- [What is being asked] Retype the entries exactly. Include every line.

- [Data]
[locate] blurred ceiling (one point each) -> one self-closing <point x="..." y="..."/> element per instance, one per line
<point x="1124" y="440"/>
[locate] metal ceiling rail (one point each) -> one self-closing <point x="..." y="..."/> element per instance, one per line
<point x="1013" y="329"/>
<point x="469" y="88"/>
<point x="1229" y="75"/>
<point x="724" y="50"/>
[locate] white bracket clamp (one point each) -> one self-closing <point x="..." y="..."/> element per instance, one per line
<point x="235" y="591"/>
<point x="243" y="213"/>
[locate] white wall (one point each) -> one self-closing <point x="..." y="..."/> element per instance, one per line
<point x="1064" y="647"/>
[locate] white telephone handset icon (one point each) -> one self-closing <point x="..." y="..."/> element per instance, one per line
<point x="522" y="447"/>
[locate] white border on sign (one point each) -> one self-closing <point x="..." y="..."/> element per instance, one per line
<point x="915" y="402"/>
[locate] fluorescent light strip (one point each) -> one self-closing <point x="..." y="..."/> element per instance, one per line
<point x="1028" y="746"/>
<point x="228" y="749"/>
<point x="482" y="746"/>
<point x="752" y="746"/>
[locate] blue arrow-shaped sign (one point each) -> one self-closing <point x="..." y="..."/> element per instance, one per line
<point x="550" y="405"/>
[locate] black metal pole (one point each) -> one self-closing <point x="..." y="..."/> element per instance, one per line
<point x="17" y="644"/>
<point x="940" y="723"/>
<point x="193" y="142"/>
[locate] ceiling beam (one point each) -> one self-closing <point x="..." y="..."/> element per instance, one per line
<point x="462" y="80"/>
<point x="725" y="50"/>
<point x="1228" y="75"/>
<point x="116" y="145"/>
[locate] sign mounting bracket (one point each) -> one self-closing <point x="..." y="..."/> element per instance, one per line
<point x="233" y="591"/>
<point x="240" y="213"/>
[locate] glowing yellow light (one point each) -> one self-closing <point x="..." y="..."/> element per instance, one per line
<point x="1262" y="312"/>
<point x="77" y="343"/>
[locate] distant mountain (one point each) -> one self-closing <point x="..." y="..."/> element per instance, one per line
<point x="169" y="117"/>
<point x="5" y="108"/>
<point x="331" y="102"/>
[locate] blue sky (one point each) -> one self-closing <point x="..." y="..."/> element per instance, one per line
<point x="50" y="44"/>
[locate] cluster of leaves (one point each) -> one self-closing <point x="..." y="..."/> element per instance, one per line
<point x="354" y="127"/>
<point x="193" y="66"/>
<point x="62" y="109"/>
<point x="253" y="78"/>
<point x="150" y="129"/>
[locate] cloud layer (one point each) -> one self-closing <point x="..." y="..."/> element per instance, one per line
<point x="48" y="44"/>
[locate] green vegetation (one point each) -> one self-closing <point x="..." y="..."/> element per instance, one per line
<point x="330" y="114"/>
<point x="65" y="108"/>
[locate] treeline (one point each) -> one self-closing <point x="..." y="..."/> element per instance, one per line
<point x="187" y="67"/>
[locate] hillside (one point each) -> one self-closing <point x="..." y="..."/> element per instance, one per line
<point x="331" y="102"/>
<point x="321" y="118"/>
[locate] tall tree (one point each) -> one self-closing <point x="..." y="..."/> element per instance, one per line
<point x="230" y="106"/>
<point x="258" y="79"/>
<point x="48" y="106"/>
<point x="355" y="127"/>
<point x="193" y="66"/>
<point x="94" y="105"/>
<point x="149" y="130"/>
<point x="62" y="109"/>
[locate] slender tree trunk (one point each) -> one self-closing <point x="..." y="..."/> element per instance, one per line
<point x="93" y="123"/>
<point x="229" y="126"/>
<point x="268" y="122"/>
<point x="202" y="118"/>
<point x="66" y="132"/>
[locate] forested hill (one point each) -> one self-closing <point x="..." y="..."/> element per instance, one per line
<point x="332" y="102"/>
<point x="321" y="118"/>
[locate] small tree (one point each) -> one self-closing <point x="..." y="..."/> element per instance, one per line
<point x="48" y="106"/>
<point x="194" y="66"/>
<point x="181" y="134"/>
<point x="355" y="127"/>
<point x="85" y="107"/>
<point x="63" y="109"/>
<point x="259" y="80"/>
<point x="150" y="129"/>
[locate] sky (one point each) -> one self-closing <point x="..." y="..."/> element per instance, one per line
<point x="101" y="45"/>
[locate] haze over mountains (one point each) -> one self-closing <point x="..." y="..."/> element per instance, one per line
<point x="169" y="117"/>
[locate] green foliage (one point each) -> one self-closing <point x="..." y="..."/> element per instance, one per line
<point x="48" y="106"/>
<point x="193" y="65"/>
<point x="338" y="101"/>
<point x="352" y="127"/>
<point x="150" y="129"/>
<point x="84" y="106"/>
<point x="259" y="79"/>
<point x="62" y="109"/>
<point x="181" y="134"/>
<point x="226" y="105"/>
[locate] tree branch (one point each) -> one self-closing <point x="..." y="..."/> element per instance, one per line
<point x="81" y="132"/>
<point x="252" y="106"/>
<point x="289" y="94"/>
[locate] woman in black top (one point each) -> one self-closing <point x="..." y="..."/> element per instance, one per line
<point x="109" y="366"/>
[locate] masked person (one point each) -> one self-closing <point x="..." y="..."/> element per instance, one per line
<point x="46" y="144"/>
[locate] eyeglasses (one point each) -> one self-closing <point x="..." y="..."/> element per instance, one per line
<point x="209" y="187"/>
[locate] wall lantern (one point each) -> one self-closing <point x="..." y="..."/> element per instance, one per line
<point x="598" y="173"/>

- [Response to the exercise]
[locate] blurred ceiling (one point each) -> one self-closing <point x="..." y="..."/> element per instance, one per line
<point x="1124" y="440"/>
[locate] metal ceiling rail (one point each) -> one self-closing <point x="..." y="..."/> element per instance, one per line
<point x="1013" y="329"/>
<point x="469" y="88"/>
<point x="1229" y="75"/>
<point x="724" y="50"/>
[locate] white bracket clamp (one point each) -> one self-closing <point x="..." y="..."/> element per instance, one per line
<point x="235" y="591"/>
<point x="243" y="213"/>
[locate] white wall (one point each) -> one self-closing <point x="..." y="..."/> element per instance, one per line
<point x="1064" y="647"/>
[locate] white telephone handset icon (one point each) -> one self-closing <point x="..." y="..."/> element per instance, one per line
<point x="522" y="447"/>
[locate] white border on sign (one point each) -> one self-closing <point x="..." y="..."/> element per instance, one per line
<point x="915" y="402"/>
[locate] fluorescent light strip (one point each) -> one self-closing <point x="..." y="..."/> element per instance, one per line
<point x="1028" y="746"/>
<point x="228" y="749"/>
<point x="482" y="746"/>
<point x="752" y="746"/>
[locate] blue arrow-shaped sign (one point each) -> one self-closing <point x="..." y="..."/> element per instance, one per line
<point x="550" y="405"/>
[locate] black metal pole (one point each) -> one self-closing <point x="..." y="..."/> element per instance, one per line
<point x="17" y="644"/>
<point x="940" y="723"/>
<point x="193" y="142"/>
[locate] ceiling beam (one point each) -> one self-closing <point x="..." y="..."/> element per instance, one per line
<point x="462" y="80"/>
<point x="725" y="50"/>
<point x="1228" y="75"/>
<point x="116" y="145"/>
[locate] sign mounting bracket (one point each) -> one self-closing <point x="..." y="..."/> element per instance, one per line
<point x="233" y="591"/>
<point x="240" y="213"/>
[locate] glowing yellow light (one point each) -> one self-closing <point x="..." y="..."/> element per instance, one per line
<point x="1262" y="312"/>
<point x="77" y="343"/>
[locate] distant mountain (one point each) -> one self-closing <point x="..." y="..."/> element per instance, one per line
<point x="169" y="117"/>
<point x="5" y="108"/>
<point x="331" y="102"/>
[locate] blue sky (one point each) -> one self-closing <point x="..." y="..."/> element per instance, one per line
<point x="50" y="44"/>
[locate] cluster of leaves (one point each) -> one self-closing <point x="..." y="..."/> element per instance, one per line
<point x="354" y="127"/>
<point x="193" y="66"/>
<point x="62" y="109"/>
<point x="253" y="78"/>
<point x="150" y="129"/>
[locate] cloud layer (one point each) -> one self-closing <point x="..." y="..."/> element per instance, one per line
<point x="48" y="44"/>
[locate] green vegetation (one point each) -> one self-closing <point x="..." y="..."/> element per instance, one per line
<point x="330" y="114"/>
<point x="65" y="108"/>
[locate] treeline (one point each) -> one self-closing <point x="..." y="..."/> element per instance, one per line
<point x="187" y="67"/>
[locate] hillside (one point each) -> one self-closing <point x="..." y="..."/> element per instance, one per line
<point x="331" y="102"/>
<point x="321" y="118"/>
[locate] tall tree (one point each) -> one self-closing <point x="..." y="..."/> element per instance, one per line
<point x="230" y="106"/>
<point x="258" y="79"/>
<point x="48" y="106"/>
<point x="355" y="127"/>
<point x="193" y="66"/>
<point x="94" y="105"/>
<point x="149" y="130"/>
<point x="62" y="109"/>
[locate] slender tree trunk (one point each) -> one self-closing <point x="..." y="..."/> element per instance, one per line
<point x="93" y="123"/>
<point x="229" y="126"/>
<point x="268" y="122"/>
<point x="202" y="118"/>
<point x="66" y="132"/>
[locate] forested hill (one point each) -> one self-closing <point x="..." y="..."/> element per instance, one per line
<point x="332" y="102"/>
<point x="321" y="118"/>
[locate] small tree (one point each) -> one self-closing <point x="..." y="..."/> element per instance, one per line
<point x="48" y="106"/>
<point x="194" y="66"/>
<point x="181" y="134"/>
<point x="355" y="127"/>
<point x="85" y="107"/>
<point x="63" y="109"/>
<point x="259" y="80"/>
<point x="150" y="129"/>
[locate] sky (one point each) -> one self-closing <point x="..." y="..."/> element per instance, one per line
<point x="101" y="45"/>
[locate] haze over mountains (one point each) -> one self-closing <point x="..." y="..."/> element per instance, one per line
<point x="169" y="117"/>
[locate] green foliage (one point each) -> one self-closing <point x="..." y="..."/> element per instance, one per line
<point x="48" y="106"/>
<point x="193" y="65"/>
<point x="338" y="101"/>
<point x="352" y="127"/>
<point x="150" y="129"/>
<point x="84" y="106"/>
<point x="259" y="79"/>
<point x="62" y="109"/>
<point x="181" y="134"/>
<point x="226" y="105"/>
[locate] tree branch (one point each) -> one self-closing <point x="..." y="..."/> element per instance, one per line
<point x="81" y="132"/>
<point x="252" y="106"/>
<point x="289" y="94"/>
[locate] woman in black top (one point each) -> one self-closing <point x="..." y="..."/> element per instance, one per line
<point x="109" y="366"/>
[locate] masked person (one point each) -> one self-closing <point x="..." y="..."/> element per instance, one per line
<point x="46" y="144"/>
[locate] eyeglasses (one point each) -> one self-closing <point x="..." y="..."/> element per instance, one per line
<point x="209" y="187"/>
[locate] wall lantern (one point each) -> one self-closing <point x="..." y="..."/> element per instance, one per line
<point x="598" y="173"/>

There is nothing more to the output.